*TO DO:* Copy out the rows word for word, starting at the line that contains "Target: player's shoulder" and running down through the final row below, with both ends included.

-----

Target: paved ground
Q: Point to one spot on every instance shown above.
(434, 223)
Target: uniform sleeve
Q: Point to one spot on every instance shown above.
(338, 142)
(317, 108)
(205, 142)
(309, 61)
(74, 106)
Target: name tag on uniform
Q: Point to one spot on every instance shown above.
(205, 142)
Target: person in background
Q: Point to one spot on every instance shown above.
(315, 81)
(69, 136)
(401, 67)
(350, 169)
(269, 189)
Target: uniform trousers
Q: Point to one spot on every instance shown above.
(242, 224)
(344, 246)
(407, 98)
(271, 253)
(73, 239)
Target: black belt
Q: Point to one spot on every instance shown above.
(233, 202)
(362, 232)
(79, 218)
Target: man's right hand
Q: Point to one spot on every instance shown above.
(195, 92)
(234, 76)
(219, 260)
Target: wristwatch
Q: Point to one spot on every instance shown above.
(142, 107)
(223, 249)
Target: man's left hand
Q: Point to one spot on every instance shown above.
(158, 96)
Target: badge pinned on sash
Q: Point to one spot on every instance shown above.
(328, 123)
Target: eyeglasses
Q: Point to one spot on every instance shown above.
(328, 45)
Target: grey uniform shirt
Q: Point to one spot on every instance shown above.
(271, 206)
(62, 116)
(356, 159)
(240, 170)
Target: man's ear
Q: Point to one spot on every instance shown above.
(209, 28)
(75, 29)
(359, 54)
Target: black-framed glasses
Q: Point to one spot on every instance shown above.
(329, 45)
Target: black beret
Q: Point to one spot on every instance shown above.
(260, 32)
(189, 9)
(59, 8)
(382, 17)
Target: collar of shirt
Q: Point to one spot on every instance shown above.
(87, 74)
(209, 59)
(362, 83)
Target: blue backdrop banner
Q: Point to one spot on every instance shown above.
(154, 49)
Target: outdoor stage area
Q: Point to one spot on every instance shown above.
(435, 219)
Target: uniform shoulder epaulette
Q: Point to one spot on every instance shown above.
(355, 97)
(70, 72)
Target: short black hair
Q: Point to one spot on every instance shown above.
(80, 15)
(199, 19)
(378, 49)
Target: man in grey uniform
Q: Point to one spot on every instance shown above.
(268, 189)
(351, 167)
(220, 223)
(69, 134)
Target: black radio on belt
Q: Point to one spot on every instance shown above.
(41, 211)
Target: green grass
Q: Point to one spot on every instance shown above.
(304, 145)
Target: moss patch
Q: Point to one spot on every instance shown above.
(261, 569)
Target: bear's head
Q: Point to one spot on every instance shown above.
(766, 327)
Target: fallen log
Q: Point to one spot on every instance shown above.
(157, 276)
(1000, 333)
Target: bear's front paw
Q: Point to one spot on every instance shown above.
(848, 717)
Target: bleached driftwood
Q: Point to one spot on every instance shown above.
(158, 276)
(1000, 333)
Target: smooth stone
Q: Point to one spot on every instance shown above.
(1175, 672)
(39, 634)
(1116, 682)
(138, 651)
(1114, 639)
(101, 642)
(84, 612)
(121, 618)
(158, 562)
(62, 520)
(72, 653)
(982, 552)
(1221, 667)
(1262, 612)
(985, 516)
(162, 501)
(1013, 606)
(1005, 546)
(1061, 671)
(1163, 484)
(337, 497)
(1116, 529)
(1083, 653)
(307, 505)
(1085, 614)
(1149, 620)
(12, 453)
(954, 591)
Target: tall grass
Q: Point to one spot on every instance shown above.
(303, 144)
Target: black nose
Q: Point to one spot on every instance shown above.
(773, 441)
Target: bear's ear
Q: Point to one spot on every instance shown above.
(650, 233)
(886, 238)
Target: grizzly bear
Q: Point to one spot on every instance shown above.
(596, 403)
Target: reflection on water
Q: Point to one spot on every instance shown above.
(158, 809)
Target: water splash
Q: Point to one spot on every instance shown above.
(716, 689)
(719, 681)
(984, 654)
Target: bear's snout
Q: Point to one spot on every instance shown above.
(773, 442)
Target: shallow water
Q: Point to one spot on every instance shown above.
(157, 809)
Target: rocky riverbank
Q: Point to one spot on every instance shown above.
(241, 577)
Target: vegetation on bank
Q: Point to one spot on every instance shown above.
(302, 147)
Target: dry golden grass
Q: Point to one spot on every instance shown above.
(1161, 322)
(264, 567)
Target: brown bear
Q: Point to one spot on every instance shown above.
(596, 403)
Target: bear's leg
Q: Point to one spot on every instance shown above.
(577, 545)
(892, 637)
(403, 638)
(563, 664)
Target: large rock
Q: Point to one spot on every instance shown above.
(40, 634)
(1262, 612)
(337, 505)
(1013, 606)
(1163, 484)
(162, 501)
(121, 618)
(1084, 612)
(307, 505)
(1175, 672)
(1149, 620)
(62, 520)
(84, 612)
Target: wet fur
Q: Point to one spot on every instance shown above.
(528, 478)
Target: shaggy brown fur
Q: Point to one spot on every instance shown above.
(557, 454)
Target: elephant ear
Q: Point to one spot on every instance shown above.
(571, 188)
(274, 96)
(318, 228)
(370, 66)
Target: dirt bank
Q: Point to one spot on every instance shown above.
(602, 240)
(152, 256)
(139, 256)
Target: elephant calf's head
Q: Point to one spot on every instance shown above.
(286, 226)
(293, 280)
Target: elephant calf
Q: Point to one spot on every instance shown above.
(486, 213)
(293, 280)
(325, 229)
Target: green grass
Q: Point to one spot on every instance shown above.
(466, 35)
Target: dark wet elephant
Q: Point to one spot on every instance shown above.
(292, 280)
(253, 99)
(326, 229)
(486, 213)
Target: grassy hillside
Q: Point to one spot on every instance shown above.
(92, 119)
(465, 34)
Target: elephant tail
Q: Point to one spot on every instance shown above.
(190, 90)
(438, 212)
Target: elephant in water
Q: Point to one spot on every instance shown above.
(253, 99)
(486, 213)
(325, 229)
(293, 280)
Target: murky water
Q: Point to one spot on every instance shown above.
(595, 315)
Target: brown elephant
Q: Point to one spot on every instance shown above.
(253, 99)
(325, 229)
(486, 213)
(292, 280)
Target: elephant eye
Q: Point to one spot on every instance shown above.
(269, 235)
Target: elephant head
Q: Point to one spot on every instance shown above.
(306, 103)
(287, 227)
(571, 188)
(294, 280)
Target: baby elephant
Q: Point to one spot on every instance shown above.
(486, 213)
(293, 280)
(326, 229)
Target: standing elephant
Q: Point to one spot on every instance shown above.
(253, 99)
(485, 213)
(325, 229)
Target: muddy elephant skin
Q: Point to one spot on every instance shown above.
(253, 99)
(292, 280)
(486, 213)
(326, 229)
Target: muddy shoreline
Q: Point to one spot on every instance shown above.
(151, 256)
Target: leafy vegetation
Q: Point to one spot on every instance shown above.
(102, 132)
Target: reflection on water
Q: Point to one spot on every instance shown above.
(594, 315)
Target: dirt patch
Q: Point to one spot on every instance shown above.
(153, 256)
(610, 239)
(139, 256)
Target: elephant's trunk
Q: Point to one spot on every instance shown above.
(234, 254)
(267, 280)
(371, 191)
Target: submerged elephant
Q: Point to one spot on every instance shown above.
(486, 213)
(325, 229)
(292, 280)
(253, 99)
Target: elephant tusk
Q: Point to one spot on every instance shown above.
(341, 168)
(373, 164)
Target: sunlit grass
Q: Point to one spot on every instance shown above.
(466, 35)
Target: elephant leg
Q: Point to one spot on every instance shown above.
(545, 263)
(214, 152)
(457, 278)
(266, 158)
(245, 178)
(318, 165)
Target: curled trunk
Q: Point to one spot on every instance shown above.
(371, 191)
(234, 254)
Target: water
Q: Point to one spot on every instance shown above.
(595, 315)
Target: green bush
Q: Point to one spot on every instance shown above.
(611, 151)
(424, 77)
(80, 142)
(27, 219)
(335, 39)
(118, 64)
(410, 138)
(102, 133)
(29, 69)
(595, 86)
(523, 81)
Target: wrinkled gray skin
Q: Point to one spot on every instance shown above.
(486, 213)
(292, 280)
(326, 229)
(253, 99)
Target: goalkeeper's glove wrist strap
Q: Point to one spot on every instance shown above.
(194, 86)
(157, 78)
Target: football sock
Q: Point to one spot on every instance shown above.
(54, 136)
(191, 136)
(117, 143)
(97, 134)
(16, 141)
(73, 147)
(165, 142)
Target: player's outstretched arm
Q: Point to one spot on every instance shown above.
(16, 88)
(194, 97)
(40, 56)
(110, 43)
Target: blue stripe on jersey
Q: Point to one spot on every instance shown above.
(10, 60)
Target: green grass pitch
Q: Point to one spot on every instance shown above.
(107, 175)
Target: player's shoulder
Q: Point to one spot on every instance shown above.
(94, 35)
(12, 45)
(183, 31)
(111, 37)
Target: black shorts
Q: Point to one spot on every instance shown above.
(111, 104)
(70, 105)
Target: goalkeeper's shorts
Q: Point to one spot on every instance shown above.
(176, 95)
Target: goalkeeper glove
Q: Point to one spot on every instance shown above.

-----

*FINAL ANSWER:*
Target: player's shoulder
Q: Point to one spot on every instance shown above.
(94, 35)
(12, 45)
(183, 31)
(111, 37)
Target: black shorts
Q: Point to one spot on every instance shown above.
(111, 104)
(70, 105)
Target: goalkeeper's shorts
Q: Point to one spot on every instance shown above.
(176, 95)
Target: goalkeeper glove
Q: Point to one spot on every instance shown above.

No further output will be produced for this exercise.